Exercise set:
#1 In the post about the Chums and the visitors from the future, list every capitalized proper name in the body, leaving out the header lines.
#2 Go on with the post about the Chums and the visitors from the future, picking up after its final sentence.

Text shown:
◆ ◆ ◆

ATDTDA (5.1) - The Etienne-Louis Malus

grladams at teleport.com grladams at teleport.com
Mon Mar 26 16:19:52 CDT 2007


Now I had figured somehow that the Chums were receiving instructions from a
force that wanted to send them on tasks that would prevent the world from
noticing that time travellers were infiltrating among us. There is an
underlying a battle to shut down the Tesla type forces by the Vibe forces
or some other controllers (barons) in order to bolster the effect of what a
grid of paying customers would be for them. The chums are the epitome of
off the grid living though, and I've wondered why they get saddled with
these missions. The visitors from time travel think of innocence as a
commodity, and there's some kind of wishful harvesting of this and other
goods that isn't spoken of overtly too much in the novel but seems to be in
there. I think if people 'did' realize that the visitors were here
harvesing innocence (or taking whatever they take), there'd be some guilty
consciences, about how we "know" something bad is going to happen because
we got to see it via the way these visitors (presences) from the future
cherish this stuff that they're coveting that we still have. Like Yahsmeen
and others, they have a power of being able to just peek and see glimmers,
there's this whole underlying thing in the book about how there are people
among us, who have seen glimmers, let's say a current example would be Al
Gore, for example, and unless we want to go around with guilt we have to do
something.

◆ ◆ ◆

Point labeling data from photos:

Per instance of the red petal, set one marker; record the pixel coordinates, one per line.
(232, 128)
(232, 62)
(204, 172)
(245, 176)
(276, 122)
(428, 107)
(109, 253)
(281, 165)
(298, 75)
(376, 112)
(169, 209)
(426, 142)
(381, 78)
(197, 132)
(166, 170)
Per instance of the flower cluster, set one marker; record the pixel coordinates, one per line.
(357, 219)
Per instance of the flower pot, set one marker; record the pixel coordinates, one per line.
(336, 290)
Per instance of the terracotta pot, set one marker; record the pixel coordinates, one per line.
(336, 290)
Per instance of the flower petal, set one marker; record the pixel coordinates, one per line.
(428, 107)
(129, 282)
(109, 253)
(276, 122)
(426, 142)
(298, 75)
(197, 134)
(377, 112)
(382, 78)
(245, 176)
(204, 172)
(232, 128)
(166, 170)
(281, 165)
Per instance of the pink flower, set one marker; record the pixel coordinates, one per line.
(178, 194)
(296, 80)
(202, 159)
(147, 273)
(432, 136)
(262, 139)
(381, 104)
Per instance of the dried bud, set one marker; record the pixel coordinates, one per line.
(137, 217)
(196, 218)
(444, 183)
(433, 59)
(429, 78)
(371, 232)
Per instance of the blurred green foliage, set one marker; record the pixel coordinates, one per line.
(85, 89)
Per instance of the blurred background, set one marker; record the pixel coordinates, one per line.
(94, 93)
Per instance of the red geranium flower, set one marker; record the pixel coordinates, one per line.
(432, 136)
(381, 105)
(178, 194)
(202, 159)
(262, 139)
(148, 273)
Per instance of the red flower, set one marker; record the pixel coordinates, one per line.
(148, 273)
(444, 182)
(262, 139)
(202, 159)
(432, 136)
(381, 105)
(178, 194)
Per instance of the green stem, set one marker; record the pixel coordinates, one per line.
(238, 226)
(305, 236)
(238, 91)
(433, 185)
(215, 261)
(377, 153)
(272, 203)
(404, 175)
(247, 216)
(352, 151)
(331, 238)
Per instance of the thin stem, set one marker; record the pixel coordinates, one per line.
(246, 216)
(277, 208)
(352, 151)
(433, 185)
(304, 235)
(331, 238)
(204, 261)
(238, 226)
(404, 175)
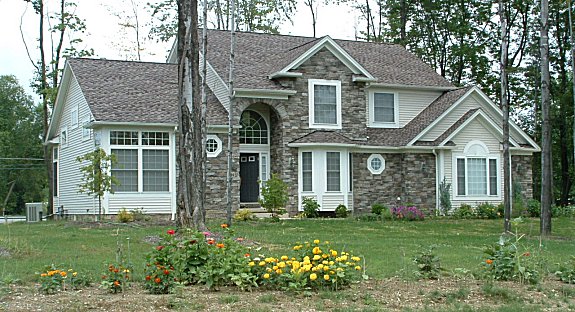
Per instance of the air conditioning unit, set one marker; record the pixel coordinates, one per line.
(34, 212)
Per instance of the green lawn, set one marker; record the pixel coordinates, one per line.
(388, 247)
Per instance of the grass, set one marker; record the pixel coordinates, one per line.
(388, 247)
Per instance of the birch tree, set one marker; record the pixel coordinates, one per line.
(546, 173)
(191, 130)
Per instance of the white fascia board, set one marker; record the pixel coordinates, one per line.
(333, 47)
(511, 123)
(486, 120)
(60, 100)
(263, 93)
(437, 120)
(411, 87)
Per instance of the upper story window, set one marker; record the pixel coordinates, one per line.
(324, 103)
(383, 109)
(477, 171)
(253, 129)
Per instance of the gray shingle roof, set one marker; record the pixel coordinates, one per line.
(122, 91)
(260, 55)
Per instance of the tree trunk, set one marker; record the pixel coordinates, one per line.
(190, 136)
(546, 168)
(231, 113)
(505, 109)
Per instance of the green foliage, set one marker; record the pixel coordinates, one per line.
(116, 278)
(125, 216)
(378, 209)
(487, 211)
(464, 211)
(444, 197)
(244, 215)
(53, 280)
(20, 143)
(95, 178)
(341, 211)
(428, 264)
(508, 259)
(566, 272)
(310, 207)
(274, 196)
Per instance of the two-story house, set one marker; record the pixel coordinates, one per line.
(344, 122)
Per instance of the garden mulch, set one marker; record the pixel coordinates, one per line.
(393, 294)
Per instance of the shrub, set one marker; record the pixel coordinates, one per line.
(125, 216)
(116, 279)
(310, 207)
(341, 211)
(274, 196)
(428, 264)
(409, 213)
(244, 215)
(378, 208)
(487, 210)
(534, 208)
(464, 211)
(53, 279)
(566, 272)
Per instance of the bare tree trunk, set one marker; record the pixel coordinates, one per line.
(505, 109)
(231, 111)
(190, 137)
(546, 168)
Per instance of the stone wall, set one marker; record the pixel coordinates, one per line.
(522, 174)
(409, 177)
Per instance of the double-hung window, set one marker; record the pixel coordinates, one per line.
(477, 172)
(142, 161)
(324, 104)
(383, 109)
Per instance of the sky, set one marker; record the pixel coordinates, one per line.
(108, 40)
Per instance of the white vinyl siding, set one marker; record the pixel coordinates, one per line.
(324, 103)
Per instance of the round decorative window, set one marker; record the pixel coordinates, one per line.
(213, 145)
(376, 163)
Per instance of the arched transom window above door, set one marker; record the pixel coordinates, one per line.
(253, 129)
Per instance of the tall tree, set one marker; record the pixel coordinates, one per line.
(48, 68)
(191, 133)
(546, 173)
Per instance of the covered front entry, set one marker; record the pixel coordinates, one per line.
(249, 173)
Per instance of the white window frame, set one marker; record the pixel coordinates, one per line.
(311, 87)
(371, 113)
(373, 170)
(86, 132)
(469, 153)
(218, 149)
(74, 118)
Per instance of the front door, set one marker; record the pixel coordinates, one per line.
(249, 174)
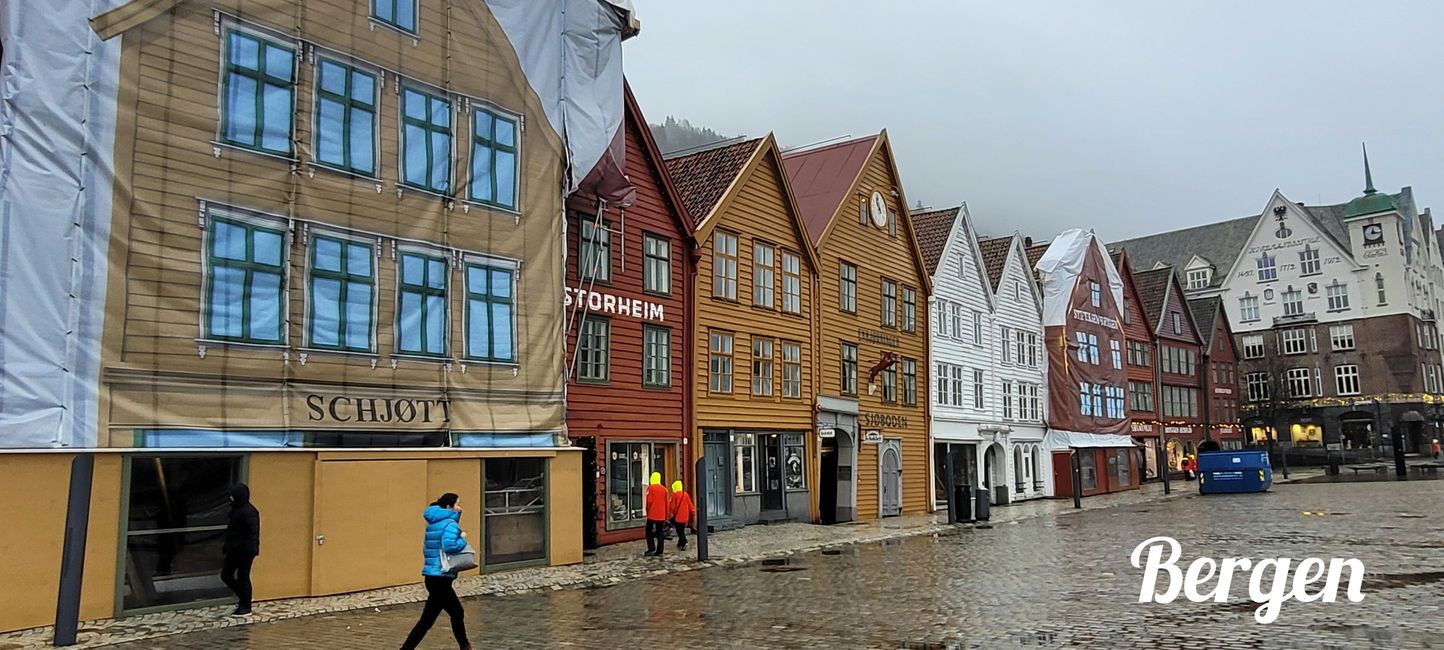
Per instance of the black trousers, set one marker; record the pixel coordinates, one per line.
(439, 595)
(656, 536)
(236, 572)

◆ ◆ ◆

Outputs in order:
#1 Chums, Tesla, Vibe, Yahsmeen, Al Gore

#2
Original Message:
-----------------
From: Mark Kohut markekohut at yahoo.com
Date: Mon, 26 Mar 2007 06:01:27 -0700 (PDT)
To: johncarvill at hotmail.com, pynchon-l at waste.org
Subject: RE: ATDTDA (5.1) - The Etienne-Louis Malus


I sorta see the Chums as us, as we bourgeois, the bourgeois, yes, really
'doing nothing' but
  trying to work and live a little.......how quickly the Chums get "married
with kids" to live
  out their 'grace-filled' lives BETWEEN the wars......???

Carvill John <johncarvill at hotmail.com> wrote:
  

Tore - among a lot of really great stuff - wrote:

>The Chums constantly flicker in and out of reality, or - perhaps more 
>precisely - slide back and forth along a scale where 'reality' constitutes 
>one pole and 'fiction' the other. It seems fitting that their first 
>touchdown in 'our' world should be at the World's Fair, which - as Monte 
>points out above - is as much a fiction as reality. Later, of course, they 
>come into contact, more or less, with the harsh reality of WW1, but this 
>can't exactly be construed as a steady progression by the Chums from 
>fiction to reality - just think of that fairytale ending to the whole 
>novel, whcih once again situates them squarely in the land of makebelieve.
>Interestingly, the Chums' "dual citizenship in the realms of the quotidian 
>and the ghostly" also applies to the readers of the Chums' adventures. 
>.....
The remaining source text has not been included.